This is 100% incorrect.Quote:
Plb is for life and death only
The decision to activate a beacon is far more circumstantial than that black and white statement.
Someone reading that and taking it as gospel may make a very poorly considered decision one day on their own, or someone else’s behalf.
Not getting lost isn't going to help you when you are at the bottom of cliff with a massive flap of your scalp torn off and both your shoulders dislocated.
It would also be pretty bloody useful at the car crash you are more likely to have on the way to your hunting trip.
I think it depends on how you read "life or death" if you take it to making sure decisions are made about it early and the fact a response will take time. Ie after cold water exposure before hypothermia sets in. If your lost and the only issue is your hungry it's a bit different to your lost it's raining and you have no shelter and will likely become hypothermic overnight. I do think it's should be made only for life and death situations but that you should be realistic about what could be life or death ie dont wait till you are on deaths door and required response times, whether over time your ability to make rational decisions will decline.
I'm not being obtuse, I am being sardonic. Meanwhile, I am not a mountaineer, no one said that I had to be in order to hunt deer, and I have avoided an accident for fifty years, and it wasnt hard. I even enjoy being outdoors, and am rarely anxious.
I maintain the risks of being in the bush are much lower than you clumsy types are making out it is. Reading articles like that do not concern me. 48 people died scuba diving last year. THats something to worry about.
I know some bloody good outdoors people who have needed to push the button. One had the ridge he was walking on collapse underneath him. The other got swept out to sea in his Kayak when a combination of tides and wind became too much for him.
Stop falling of cliffs is a silly statement to make!
No one intends too, But also no one, that I know anyway, Is as perfect as Mr Duxbury.
I carry one because Ive learnt that I can make mistakes.
I remember reaching the top of a cliff and hugging a tree with shear relief. After having the scariest climb of my life because halfway up I realised I couldnt get back down and that the climb was too difficult for me.
I fell through ice into a crevace. Luckily it had a blockage. Ive attempted mission that were harder, wetter, longer and colder than I anticipated. All those factors can induce bad decision making or simple mistakes. Mistakes have a habit of compounding.
It doesn't happen now so much. Because I learnt from those close calls how better to prepare and make better decisions.
And one of those preparations and decisions was to carry a fucking PLB!
Another story about my dad, he was having some heart issues.
So me and my brother and sister were always joking with him and saying"if you even feel slightly dizzy, push the button so we can find your body".
Explaining that with no body recovered all his assets would be frozen and we wouldn't be able to get at them. I think he realised we were joking (sort of).
You are being deliberately obtuse.
I find it's ironic your clearly acting the hard man but you are scared of hunting challenging terrain and think those that do are anxious the whole time. I carry a PLB just in case the things I don't control go wrong. Never used it but have been close.
I would also get bored shitless if I hunted such boring country that there was no risk (no such thing anyway). I'm glad you have been lucky but acting like it was anything other than luck and that you had complete control of how it played out is in fact being obtuse.
In all honesty the way you are talking makes me think you should get out and hunt more and stop being a miserable old prick claiming superiority due t9 not carrying a PLB. If you have never had any close calls in 50 years of hunting your either getting senial and forgetting or you didn't really hunt that much.
------------------------------------------------------------
■ **Directions for this task**
In the discussion about carrying a PLB, one writer describes missions that went worse than anticipated. List the words used to describe how they went.
------------------------------------------------------------
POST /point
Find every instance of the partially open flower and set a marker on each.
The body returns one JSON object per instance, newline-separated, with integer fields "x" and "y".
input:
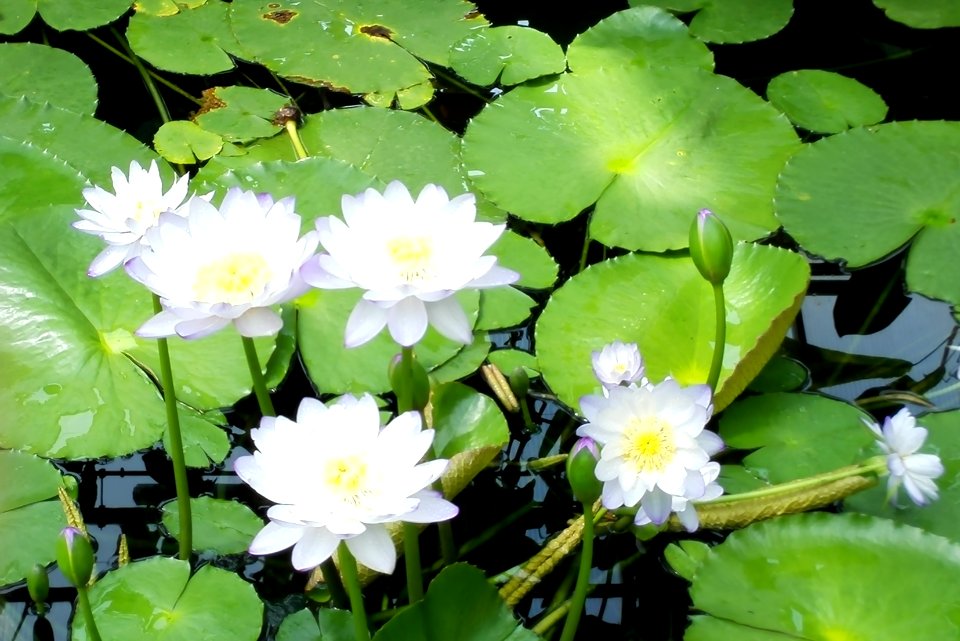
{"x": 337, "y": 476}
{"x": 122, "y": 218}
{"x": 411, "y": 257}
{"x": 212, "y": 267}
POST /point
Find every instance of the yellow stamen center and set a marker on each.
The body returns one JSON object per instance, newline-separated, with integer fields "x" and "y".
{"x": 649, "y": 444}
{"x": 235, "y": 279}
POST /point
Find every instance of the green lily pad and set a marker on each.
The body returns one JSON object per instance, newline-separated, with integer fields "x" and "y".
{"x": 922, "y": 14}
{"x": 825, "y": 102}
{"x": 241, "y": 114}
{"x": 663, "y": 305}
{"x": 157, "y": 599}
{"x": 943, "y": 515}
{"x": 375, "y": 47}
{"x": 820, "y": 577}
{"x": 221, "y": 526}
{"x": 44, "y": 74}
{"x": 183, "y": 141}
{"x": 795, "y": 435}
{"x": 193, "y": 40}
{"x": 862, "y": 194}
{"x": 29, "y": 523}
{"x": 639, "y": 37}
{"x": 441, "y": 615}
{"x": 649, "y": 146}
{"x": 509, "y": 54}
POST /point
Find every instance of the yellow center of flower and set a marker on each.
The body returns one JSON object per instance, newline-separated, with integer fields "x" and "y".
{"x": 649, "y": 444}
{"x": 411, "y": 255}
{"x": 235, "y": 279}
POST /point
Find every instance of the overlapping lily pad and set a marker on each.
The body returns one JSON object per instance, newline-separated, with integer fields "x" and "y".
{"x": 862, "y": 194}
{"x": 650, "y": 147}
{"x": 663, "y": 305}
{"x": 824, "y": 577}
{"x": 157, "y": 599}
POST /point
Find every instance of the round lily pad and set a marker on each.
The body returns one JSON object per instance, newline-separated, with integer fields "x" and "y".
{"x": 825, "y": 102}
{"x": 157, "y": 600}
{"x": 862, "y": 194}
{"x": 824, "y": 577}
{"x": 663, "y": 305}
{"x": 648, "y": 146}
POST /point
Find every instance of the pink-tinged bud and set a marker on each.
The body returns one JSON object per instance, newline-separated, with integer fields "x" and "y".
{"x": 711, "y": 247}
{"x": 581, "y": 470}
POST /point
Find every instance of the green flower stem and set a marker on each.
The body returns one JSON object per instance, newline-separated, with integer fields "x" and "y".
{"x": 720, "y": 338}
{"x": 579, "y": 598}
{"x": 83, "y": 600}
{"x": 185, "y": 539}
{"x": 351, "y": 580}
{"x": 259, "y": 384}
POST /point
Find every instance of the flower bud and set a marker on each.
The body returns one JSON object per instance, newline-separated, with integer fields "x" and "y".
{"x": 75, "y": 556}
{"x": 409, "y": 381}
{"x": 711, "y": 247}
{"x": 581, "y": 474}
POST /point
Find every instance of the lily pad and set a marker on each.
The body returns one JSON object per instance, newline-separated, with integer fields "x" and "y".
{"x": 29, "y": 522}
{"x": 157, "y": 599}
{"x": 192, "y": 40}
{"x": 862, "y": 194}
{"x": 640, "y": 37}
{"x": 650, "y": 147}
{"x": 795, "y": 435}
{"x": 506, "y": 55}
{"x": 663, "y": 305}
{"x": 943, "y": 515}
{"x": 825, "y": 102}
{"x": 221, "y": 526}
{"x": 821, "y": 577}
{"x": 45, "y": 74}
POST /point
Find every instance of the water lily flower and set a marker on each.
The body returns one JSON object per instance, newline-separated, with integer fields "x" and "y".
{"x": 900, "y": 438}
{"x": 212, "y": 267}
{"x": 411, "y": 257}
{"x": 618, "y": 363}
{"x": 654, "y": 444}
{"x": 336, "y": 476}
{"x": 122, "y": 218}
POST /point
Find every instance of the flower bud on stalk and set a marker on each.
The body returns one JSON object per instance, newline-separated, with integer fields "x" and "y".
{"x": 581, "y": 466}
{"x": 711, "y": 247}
------------------------------------------------------------
■ **Response to this exercise**
Harder, wetter, longer, colder